**What is being asked**
Retype the records in full, keeping each character as it is.

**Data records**
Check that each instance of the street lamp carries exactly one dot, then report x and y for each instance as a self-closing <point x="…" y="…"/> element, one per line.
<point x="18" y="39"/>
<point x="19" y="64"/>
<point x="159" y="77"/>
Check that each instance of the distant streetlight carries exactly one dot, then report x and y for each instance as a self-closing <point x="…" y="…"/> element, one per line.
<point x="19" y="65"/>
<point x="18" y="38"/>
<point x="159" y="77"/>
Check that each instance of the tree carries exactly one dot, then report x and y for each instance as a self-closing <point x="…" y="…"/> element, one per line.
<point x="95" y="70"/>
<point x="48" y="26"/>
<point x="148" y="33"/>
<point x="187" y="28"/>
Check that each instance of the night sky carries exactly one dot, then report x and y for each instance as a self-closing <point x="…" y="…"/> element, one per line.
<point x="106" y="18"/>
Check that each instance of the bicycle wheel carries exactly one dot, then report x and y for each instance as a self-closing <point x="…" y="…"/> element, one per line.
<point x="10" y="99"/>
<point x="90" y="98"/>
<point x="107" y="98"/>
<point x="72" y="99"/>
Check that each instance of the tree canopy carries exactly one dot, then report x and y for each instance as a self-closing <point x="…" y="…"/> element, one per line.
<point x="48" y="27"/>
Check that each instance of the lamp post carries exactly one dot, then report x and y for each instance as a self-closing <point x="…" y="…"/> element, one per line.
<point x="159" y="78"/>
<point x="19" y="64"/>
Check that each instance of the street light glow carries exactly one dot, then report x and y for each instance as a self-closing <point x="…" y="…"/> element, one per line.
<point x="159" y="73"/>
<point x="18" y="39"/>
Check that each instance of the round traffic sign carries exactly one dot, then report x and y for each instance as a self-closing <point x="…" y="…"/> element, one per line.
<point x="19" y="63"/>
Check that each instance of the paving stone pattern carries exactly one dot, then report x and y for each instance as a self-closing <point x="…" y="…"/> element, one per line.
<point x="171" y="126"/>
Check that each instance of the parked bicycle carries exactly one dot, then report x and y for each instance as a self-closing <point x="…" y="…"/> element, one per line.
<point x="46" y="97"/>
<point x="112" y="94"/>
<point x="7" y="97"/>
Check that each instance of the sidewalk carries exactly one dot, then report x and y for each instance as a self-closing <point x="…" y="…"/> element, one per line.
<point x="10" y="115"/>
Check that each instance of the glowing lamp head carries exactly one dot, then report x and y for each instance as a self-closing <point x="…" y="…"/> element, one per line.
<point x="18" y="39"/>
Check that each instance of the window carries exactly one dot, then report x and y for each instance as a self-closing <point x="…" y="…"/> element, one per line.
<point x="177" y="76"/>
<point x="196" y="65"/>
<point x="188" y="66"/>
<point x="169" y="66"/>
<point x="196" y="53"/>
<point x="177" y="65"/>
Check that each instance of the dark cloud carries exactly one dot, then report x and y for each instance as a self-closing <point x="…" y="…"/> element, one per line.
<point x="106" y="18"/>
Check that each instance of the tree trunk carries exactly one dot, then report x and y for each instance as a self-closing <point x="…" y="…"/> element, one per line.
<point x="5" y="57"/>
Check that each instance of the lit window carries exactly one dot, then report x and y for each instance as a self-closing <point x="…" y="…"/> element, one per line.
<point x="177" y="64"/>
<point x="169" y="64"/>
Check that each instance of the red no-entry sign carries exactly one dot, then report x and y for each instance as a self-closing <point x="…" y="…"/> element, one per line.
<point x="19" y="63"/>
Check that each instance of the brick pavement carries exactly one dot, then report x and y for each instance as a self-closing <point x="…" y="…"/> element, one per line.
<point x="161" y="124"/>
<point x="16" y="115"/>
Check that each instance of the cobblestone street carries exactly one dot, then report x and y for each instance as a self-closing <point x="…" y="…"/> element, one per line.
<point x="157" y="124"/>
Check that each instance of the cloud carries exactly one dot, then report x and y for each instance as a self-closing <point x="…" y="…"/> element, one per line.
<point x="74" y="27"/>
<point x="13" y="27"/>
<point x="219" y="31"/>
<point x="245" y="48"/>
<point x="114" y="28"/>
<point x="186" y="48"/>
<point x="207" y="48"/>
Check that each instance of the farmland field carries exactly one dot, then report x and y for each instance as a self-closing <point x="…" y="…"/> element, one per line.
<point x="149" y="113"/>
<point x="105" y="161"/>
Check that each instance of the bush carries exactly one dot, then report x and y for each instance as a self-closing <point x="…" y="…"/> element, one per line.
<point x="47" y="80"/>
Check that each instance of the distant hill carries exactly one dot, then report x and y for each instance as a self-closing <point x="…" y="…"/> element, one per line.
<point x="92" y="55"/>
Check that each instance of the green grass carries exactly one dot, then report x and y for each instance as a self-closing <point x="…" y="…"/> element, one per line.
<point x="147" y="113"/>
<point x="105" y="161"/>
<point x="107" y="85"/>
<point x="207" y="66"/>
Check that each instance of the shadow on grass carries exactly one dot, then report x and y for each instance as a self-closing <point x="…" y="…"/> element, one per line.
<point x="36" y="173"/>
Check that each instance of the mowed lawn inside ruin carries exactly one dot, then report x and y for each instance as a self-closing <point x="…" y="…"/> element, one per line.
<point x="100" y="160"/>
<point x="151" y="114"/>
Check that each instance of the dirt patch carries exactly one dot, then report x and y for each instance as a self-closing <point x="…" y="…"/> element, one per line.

**Exercise answer**
Check that each instance of the street lamp carries exactly one dot, then report x and y for each instance as a self-closing <point x="…" y="…"/> element, one per line.
<point x="18" y="39"/>
<point x="19" y="64"/>
<point x="159" y="77"/>
Check that each instance of the distant streetlight carries exactly one dot, then report x and y for each instance as a self-closing <point x="…" y="…"/> element, one per line.
<point x="19" y="65"/>
<point x="18" y="38"/>
<point x="159" y="77"/>
Check that each instance of the tree carries exactly one dot, then report x and y for each instance as a self-closing <point x="…" y="…"/> element, one per line.
<point x="95" y="70"/>
<point x="48" y="26"/>
<point x="148" y="33"/>
<point x="187" y="28"/>
Check that each instance of the night sky carries exactly one dot, then report x and y for each instance as a self-closing <point x="…" y="…"/> element, one per line.
<point x="106" y="18"/>
Check that each instance of the bicycle wheel carries exactly one dot, then report x and y for each instance as a self-closing <point x="…" y="…"/> element, one per line.
<point x="10" y="99"/>
<point x="90" y="98"/>
<point x="107" y="98"/>
<point x="72" y="99"/>
Check that each instance of the tree canopy carries exactly one dot, then report x and y for each instance as a self-closing <point x="…" y="…"/> element, one per line.
<point x="48" y="27"/>
Check that each instance of the lamp post carries exactly one dot, then report x and y for each instance as a self-closing <point x="…" y="…"/> element, one per line.
<point x="159" y="78"/>
<point x="19" y="64"/>
Check that each instance of the street light glow carries exactly one dot, then report x and y for each instance as a self-closing <point x="…" y="…"/> element, one per line.
<point x="159" y="73"/>
<point x="18" y="39"/>
Check that each instance of the round traffic sign carries exactly one dot, then report x and y for each instance as a self-closing <point x="…" y="…"/> element, one per line.
<point x="19" y="63"/>
Check that each instance of the paving stone pattern carries exactly one dot, then report x and y for each instance as a self-closing <point x="…" y="…"/> element, one per line.
<point x="171" y="126"/>
Check that each instance of the parked bicycle carries exactly one dot, then report x and y for each instance as a self-closing <point x="…" y="…"/> element, one per line.
<point x="46" y="97"/>
<point x="112" y="94"/>
<point x="7" y="97"/>
Check that each instance of the sidewalk carries exactly one dot, then report x and y for each instance as a self-closing <point x="…" y="…"/> element, one per line.
<point x="10" y="115"/>
Check that each instance of the glowing lamp head carries exactly one dot, then report x and y for each instance as a self-closing <point x="…" y="…"/> element, one per line.
<point x="18" y="39"/>
Check that each instance of the window carries exactly one dot, then report x and y for each instance as a self-closing <point x="…" y="…"/> element, one per line.
<point x="177" y="76"/>
<point x="196" y="65"/>
<point x="188" y="66"/>
<point x="169" y="66"/>
<point x="196" y="53"/>
<point x="177" y="65"/>
Check that each instance of the dark cloud carries exactly one dot, then report x and y for each instance as a self-closing <point x="…" y="…"/> element, one per line.
<point x="106" y="18"/>
Check that each instance of the tree trunk carries exactly one dot, then report x and y for each instance as a self-closing <point x="…" y="…"/> element, one per line.
<point x="5" y="57"/>
Check that each instance of the lit window carries exactly one dot, then report x and y for each instance as a self-closing <point x="…" y="…"/> element, one per line.
<point x="177" y="64"/>
<point x="169" y="64"/>
Check that each instance of the red no-entry sign carries exactly one dot, then report x and y for each instance as a self-closing <point x="…" y="…"/> element, one per line.
<point x="19" y="63"/>
Check that each instance of the brick pavement carries exactly one dot, then report x and y for each instance as a self-closing <point x="…" y="…"/> element, one per line.
<point x="161" y="124"/>
<point x="16" y="115"/>
Check that each instance of the cobblestone street carries exactly one dot, then report x and y for each instance as a self-closing <point x="…" y="…"/> element, one per line.
<point x="157" y="124"/>
Check that each instance of the cloud carries exactly one dot, then report x and y for each instance as a self-closing <point x="…" y="…"/> element, one per line.
<point x="74" y="27"/>
<point x="13" y="27"/>
<point x="219" y="31"/>
<point x="245" y="48"/>
<point x="114" y="28"/>
<point x="186" y="48"/>
<point x="207" y="48"/>
Check that each instance of the farmland field carries exactly one dot, then report x and y for each instance as a self-closing <point x="…" y="…"/> element, one per line.
<point x="149" y="113"/>
<point x="105" y="161"/>
Check that each instance of the bush carries exactly one dot, then report x and y for each instance as a self-closing <point x="…" y="…"/> element, one per line.
<point x="47" y="80"/>
Check that each instance of the distant hill carries exactly one dot, then report x and y for each instance as a self-closing <point x="…" y="…"/> element, one per line.
<point x="92" y="55"/>
Check that each instance of the green grass carries exactly one dot, then report x and y for each instance as a self-closing <point x="…" y="…"/> element, one per line.
<point x="147" y="113"/>
<point x="105" y="161"/>
<point x="107" y="85"/>
<point x="207" y="66"/>
Check that each instance of the shadow on grass carries exactly one dot, then report x and y for each instance as a self-closing <point x="…" y="…"/> element, one per line.
<point x="36" y="173"/>
Check that each instance of the mowed lawn inside ruin carries exactly one dot, then report x and y for each instance as a self-closing <point x="…" y="…"/> element, one per line.
<point x="100" y="160"/>
<point x="151" y="114"/>
Check that each instance of the dirt patch carries exactly one dot, then report x and y for each instance as a self-closing <point x="…" y="…"/> element, one per line.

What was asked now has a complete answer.